[[ Study text, beginning ]]
Breast tumors were collected after surgical resection at The University of Colorado Hospital. Female NOD-scid IL2Rgnull mice four- to seven-weeks old were purchased from Jackson Laboratories, Bar Harbor ME, USA. Solid pieces of primary tumors (10 mm3) were dipped into Matrigel (BD Biosciences) and inserted into the #4 mammary fat pads of anesthetized recipient mice using a 10-gauge trochar. The animals were implanted subcutaneously with single silastic pellets containing 17β-estradiol (2 mg). Tumors were removed at necropsy from animals when they reached 1 to 1.5 cm in diameter and were treated with 1 mg/ml collagenase IV (Sigma) at 37 degrees Celsius for one hour. Clinical descriptions of tumors were: PE 4; ER+(90%)PR+(75%)HER2-, PK12; ER+(93%)PR+(15%)HER2-, and PK15; ER+(8%)PR-HER2-. Studies were performed with Institutional Review Board approval and informed consent of all patients. All animal studies were performed under an institutional animal care and use committee (IACUC) approved protocol.
Tumor formation assay
MCF7 cells or 66Cl4 cells serially diluted in 100 μl of 1:1 PBS/Matrigel (#354234, BD Biosciences) were injected underneath the nipple of the #4 mammary fat pad of six-week old female NOD/SCID or BALB/c mice. Tumor formation efficiency was monitored weekly by palpation. For AZD6244 treatment, 1 × 104 MCF7 cells were injected into the mammary fat pads of six-week old female NOD/SCID mice. One week post injection, mice were treated by oral gavage with 25 mg/kg or 50 mg/kg AZD6244 or vehicle (10% EtOh, 10% Cremophor EL, 80% D5W), twice per day for three days and once per day for the next three days. Animal studies were performed under an IACUC approved protocol. The statistical analysis was performed using Extreme Limiting Dilution Analysis .
A total of 1 × 106 66cl4/scramble or 66cl4/Six1KD cells were suspended in 100 μl of (D)MEM and injected into the mammary fat pad of six-week old female Balb/C mice. One week post-injection, mice were treated with 50 mg/kg AZD6244 or vehicle by oral gavage, twice per day for seven days. Three weeks post cell injection, mice were injected with D-luciferin, and imaged using the IVIS200 imaging system. Quantitation of luciferase signal was performed by measuring flux in lungs and axillary lymph nodes of animals and using the LivingImage version 2.6 software.
[[ Study text, end ]]
[[ Given entries, beginning ]]
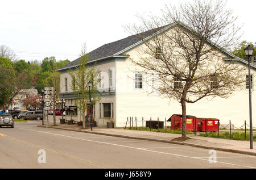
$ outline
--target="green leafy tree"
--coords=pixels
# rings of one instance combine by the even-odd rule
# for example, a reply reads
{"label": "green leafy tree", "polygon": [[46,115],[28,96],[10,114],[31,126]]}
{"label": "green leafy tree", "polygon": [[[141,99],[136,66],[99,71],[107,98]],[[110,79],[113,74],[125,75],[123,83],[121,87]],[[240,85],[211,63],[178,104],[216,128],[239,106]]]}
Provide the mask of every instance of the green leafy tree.
{"label": "green leafy tree", "polygon": [[245,59],[247,58],[245,53],[245,48],[250,44],[250,46],[254,48],[254,51],[253,51],[253,56],[256,56],[256,42],[253,44],[251,42],[247,42],[246,41],[242,41],[240,44],[239,44],[237,47],[234,48],[234,50],[231,52],[234,55],[240,57],[241,58]]}
{"label": "green leafy tree", "polygon": [[12,62],[7,58],[0,56],[0,107],[8,102],[11,94],[10,82],[15,83],[15,70]]}
{"label": "green leafy tree", "polygon": [[20,60],[15,62],[14,64],[14,68],[18,73],[21,73],[23,71],[30,72],[31,70],[30,64],[26,62],[24,60]]}
{"label": "green leafy tree", "polygon": [[[96,69],[95,64],[92,66],[88,65],[90,56],[86,53],[86,46],[84,45],[81,51],[79,58],[79,66],[74,71],[69,70],[72,78],[71,89],[76,93],[77,101],[76,106],[82,113],[82,128],[85,128],[85,111],[90,108],[89,89],[87,83],[93,82],[91,90],[92,104],[96,104],[100,99],[97,91],[97,84],[99,79],[97,78],[98,70]],[[90,117],[91,118],[91,117]]]}

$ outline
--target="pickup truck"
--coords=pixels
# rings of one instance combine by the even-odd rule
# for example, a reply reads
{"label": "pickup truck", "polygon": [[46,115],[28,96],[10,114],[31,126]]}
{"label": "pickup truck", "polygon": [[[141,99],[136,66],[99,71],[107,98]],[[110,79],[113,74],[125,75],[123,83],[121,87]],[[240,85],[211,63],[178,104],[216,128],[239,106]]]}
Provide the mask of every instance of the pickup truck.
{"label": "pickup truck", "polygon": [[19,114],[18,118],[22,119],[37,119],[39,120],[43,119],[43,111],[27,111],[24,114]]}

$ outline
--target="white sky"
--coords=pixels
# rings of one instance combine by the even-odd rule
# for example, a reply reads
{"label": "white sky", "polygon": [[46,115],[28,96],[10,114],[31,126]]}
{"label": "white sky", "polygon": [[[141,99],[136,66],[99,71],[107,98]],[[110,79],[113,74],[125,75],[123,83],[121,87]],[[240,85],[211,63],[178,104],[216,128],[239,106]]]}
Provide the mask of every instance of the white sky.
{"label": "white sky", "polygon": [[[180,0],[13,1],[0,0],[0,45],[20,59],[42,61],[79,57],[81,44],[88,52],[126,37],[123,26],[138,22],[135,15],[158,15],[165,4]],[[255,0],[227,0],[242,25],[241,40],[256,42]]]}

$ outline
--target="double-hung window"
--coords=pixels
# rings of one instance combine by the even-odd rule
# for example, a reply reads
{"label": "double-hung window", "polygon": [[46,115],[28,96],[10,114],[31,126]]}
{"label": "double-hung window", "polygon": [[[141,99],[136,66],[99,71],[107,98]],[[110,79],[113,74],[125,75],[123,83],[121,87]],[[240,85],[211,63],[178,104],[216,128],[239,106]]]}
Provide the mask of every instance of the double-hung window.
{"label": "double-hung window", "polygon": [[218,87],[218,78],[216,75],[212,75],[210,77],[210,88]]}
{"label": "double-hung window", "polygon": [[113,87],[113,70],[109,69],[109,87]]}
{"label": "double-hung window", "polygon": [[159,60],[161,56],[161,48],[156,48],[155,52],[155,58],[156,60]]}
{"label": "double-hung window", "polygon": [[101,88],[101,72],[98,73],[98,88]]}
{"label": "double-hung window", "polygon": [[174,78],[174,87],[175,89],[181,88],[181,79],[179,76]]}
{"label": "double-hung window", "polygon": [[135,89],[142,89],[143,81],[142,74],[135,73],[134,79],[134,88]]}
{"label": "double-hung window", "polygon": [[65,78],[65,91],[68,91],[68,78]]}

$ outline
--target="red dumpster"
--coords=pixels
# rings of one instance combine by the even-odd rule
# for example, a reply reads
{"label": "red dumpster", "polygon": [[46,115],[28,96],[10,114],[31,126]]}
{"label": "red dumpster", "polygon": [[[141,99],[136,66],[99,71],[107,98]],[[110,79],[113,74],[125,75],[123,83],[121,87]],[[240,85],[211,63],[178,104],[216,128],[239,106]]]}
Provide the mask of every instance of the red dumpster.
{"label": "red dumpster", "polygon": [[[199,118],[201,123],[198,126],[199,131],[218,131],[220,120],[216,118]],[[207,125],[205,125],[207,124]]]}
{"label": "red dumpster", "polygon": [[[195,131],[194,127],[196,124],[196,131],[197,131],[197,124],[201,124],[202,120],[198,119],[196,116],[187,115],[187,131]],[[167,122],[171,122],[171,129],[182,129],[182,115],[174,114]]]}

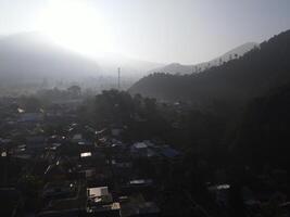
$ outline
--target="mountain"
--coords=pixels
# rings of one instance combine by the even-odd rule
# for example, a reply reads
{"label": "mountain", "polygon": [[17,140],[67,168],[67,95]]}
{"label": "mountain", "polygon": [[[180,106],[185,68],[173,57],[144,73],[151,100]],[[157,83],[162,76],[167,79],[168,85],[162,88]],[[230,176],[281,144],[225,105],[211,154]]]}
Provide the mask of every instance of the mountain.
{"label": "mountain", "polygon": [[129,92],[168,101],[248,100],[288,82],[289,59],[287,30],[220,66],[191,75],[155,73],[136,82]]}
{"label": "mountain", "polygon": [[289,168],[290,84],[252,100],[240,118],[231,151],[247,165]]}
{"label": "mountain", "polygon": [[96,62],[65,50],[36,33],[0,39],[1,81],[77,79],[98,74]]}
{"label": "mountain", "polygon": [[180,74],[180,75],[191,74],[191,73],[200,73],[200,72],[205,71],[210,67],[218,66],[218,65],[220,65],[225,62],[228,62],[232,59],[240,58],[244,53],[254,49],[255,47],[259,47],[259,43],[248,42],[248,43],[239,46],[239,47],[226,52],[225,54],[223,54],[216,59],[213,59],[209,62],[199,63],[196,65],[182,65],[179,63],[172,63],[172,64],[165,65],[163,67],[157,67],[157,68],[151,69],[149,72],[149,74],[155,73],[155,72],[156,73],[168,73],[168,74]]}
{"label": "mountain", "polygon": [[40,33],[21,33],[0,37],[0,84],[3,86],[56,81],[84,87],[115,87],[122,68],[122,87],[128,88],[146,72],[163,64],[99,54],[88,58],[65,49]]}

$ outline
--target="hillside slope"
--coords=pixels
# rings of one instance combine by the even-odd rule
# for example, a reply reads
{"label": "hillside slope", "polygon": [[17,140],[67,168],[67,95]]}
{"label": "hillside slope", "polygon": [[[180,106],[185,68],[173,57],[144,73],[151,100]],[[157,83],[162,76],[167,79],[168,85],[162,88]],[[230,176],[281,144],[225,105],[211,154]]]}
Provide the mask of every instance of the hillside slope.
{"label": "hillside slope", "polygon": [[37,81],[43,78],[76,79],[98,74],[98,65],[35,33],[0,39],[1,81]]}
{"label": "hillside slope", "polygon": [[179,63],[172,63],[172,64],[165,65],[163,67],[157,67],[157,68],[151,69],[151,71],[149,71],[149,74],[150,73],[168,73],[168,74],[186,75],[186,74],[191,74],[191,73],[200,73],[200,72],[203,72],[210,67],[218,66],[225,62],[228,62],[230,60],[242,56],[247,52],[254,49],[255,47],[259,47],[259,43],[255,43],[255,42],[243,43],[243,44],[241,44],[241,46],[239,46],[239,47],[226,52],[225,54],[223,54],[218,58],[215,58],[209,62],[199,63],[196,65],[182,65]]}

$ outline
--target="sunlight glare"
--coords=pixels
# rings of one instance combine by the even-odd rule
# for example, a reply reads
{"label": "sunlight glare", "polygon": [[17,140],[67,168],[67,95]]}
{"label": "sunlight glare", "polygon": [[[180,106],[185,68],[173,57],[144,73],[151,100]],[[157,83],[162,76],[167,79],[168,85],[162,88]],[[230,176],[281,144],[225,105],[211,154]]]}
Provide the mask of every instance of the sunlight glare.
{"label": "sunlight glare", "polygon": [[39,30],[68,49],[90,55],[111,50],[105,22],[80,0],[51,0],[41,16]]}

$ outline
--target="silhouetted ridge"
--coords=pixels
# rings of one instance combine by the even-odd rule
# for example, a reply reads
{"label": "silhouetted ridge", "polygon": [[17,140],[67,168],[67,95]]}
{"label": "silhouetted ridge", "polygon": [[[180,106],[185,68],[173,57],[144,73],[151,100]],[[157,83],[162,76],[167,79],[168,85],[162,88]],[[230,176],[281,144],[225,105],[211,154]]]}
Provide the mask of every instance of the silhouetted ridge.
{"label": "silhouetted ridge", "polygon": [[249,99],[290,80],[290,30],[279,34],[243,56],[200,74],[155,73],[129,91],[162,100],[209,101]]}

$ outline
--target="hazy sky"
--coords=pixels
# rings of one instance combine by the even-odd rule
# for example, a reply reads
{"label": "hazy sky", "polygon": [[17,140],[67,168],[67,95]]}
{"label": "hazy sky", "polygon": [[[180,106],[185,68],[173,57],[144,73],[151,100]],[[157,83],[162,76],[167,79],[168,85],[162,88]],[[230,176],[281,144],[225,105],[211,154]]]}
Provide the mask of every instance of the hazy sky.
{"label": "hazy sky", "polygon": [[0,0],[0,35],[152,62],[199,63],[289,28],[290,0]]}

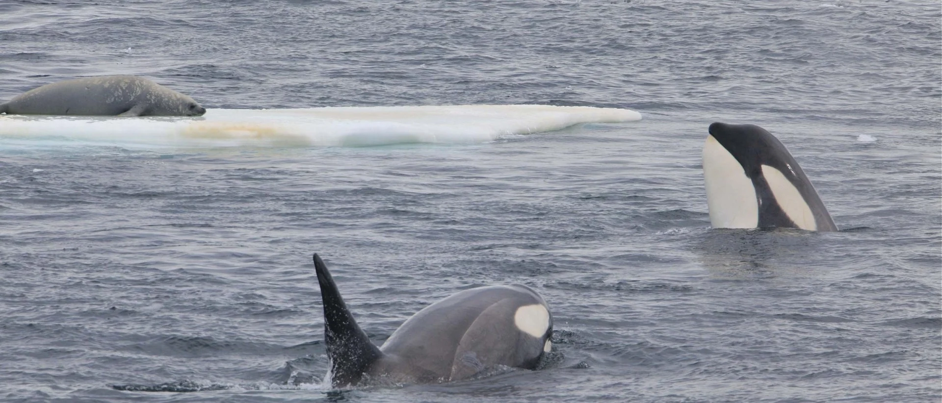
[[ Given entries, end ]]
**Assigned task 1**
In the tumor study methods, at what size were tumors removed from the animals at necropsy?
**Assigned task 2**
Repeat the part of the tumor study methods that opens with the words containing "Tumor formation assay" and closes with "Dilution Analysis .".
**Assigned task 3**
Go on with the tumor study methods from the point where they stop.

**Response area 1**
When they reached 1 to 1.5 cm in diameter.

**Response area 2**
Tumor formation assay
MCF7 cells or 66Cl4 cells serially diluted in 100 μl of 1:1 PBS/Matrigel (#354234, BD Biosciences) were injected underneath the nipple of the #4 mammary fat pad of six-week old female NOD/SCID or BALB/c mice. Tumor formation efficiency was monitored weekly by palpation. For AZD6244 treatment, 1 × 104 MCF7 cells were injected into the mammary fat pads of six-week old female NOD/SCID mice. One week post injection, mice were treated by oral gavage with 25 mg/kg or 50 mg/kg AZD6244 or vehicle (10% EtOh, 10% Cremophor EL, 80% D5W), twice per day for three days and once per day for the next three days. Animal studies were performed under an IACUC approved protocol. The statistical analysis was performed using Extreme Limiting Dilution Analysis .

**Response area 3**
Six1 expression correlates with poor prognosis in luminal breast cancers, particularly the luminal B subtype
Because previous studies demonstrated a role for Six1 in EMT and in the expansion of the mammary stem cell populations [12, 13], and because Six1 correlates with poor prognosis primarily in luminal breast cancers, we reasoned that Six1 may play an important role in the TIC population within this subtype of breast cancer. Thus, we examined the expression of Six1 in the putative TIC population from primary human luminal type breast cancers that had been xenografted through NOD-scid IL2Rgnull mice. Human luminal B breast cancer xenografts (profiled by J. C. Harrell to establish subtype) were excised from mice and dissociated using collagenase. Flow cytometry was then performed using the human TIC surface markers Lin-, CD24 and CD44 , which importantly have also been implicated in TIC characteristics in luminal cancers specifically . Six1 expression was significantly elevated in the CD24lowCD44+ human TIC population when compared to the CD24+CD44- non-stem cell population in the three different xenografted human tumors examined (Figure 1C, Additional File 1, Figure S1B).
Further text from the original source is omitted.